A block of data
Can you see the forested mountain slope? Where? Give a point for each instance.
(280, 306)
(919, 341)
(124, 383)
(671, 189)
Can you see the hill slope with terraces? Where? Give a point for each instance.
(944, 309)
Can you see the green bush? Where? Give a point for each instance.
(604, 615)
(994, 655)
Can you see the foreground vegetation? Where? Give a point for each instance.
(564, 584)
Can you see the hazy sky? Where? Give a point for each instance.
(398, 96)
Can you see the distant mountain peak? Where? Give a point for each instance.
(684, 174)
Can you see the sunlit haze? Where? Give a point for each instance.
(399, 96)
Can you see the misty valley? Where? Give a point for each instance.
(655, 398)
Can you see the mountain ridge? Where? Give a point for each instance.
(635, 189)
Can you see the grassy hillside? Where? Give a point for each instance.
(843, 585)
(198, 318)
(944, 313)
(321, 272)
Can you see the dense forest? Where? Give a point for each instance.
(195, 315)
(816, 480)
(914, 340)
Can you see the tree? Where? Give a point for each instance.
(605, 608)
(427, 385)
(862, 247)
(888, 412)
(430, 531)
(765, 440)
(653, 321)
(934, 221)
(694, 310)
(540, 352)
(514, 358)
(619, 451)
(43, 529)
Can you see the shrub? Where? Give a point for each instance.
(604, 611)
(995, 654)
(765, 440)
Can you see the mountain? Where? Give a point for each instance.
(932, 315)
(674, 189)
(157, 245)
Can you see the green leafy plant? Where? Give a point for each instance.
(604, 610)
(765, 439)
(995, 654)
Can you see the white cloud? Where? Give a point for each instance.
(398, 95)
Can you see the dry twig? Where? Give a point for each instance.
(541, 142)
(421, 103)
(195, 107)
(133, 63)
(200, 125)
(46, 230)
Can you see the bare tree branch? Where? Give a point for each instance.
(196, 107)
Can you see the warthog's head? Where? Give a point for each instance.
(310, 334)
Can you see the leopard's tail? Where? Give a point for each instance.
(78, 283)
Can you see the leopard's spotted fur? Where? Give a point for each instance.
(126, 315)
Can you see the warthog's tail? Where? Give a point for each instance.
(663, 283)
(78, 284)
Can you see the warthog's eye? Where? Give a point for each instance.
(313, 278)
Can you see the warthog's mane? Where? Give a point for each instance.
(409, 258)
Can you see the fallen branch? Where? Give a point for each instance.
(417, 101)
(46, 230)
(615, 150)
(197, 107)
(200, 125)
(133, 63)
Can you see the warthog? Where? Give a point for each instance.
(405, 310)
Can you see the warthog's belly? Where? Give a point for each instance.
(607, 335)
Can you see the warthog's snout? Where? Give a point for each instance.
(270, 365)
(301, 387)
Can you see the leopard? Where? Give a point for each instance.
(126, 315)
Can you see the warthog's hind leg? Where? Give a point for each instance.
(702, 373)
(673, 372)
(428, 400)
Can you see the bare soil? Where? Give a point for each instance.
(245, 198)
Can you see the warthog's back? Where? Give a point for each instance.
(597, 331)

**Exercise instructions**:
Copy the lines of the records word for word, beginning at the line that contains "Can you see the warthog's tail?" and continuing through the last line of the records.

**Response**:
Can you see the warthog's tail? Where? Give a point for each instance.
(663, 283)
(78, 284)
Can you see the warthog's eye? Where? Give a point for each instance.
(313, 278)
Can you see the warthog's mane? Where? Give a point for each instance.
(409, 258)
Can you see the fallen branch? Where? Give a point for each instance.
(417, 101)
(46, 230)
(615, 150)
(197, 107)
(200, 125)
(133, 63)
Can you see the warthog? Where? Give a point for each instance.
(405, 310)
Can you see the warthog's belly? Where? Give a point for each instance.
(607, 335)
Can you see the warthog's snout? Where? Give a point for each instance.
(270, 365)
(301, 387)
Can you see the leopard? Where? Give a point for each instance.
(126, 315)
Can you see the warthog's hind leg? Where? Give a point for each instance.
(702, 373)
(673, 372)
(428, 400)
Can you see the bare soil? Where? Give a point for each instance.
(245, 198)
Can you see the warthog's back? Where? Give a point for each instance.
(597, 331)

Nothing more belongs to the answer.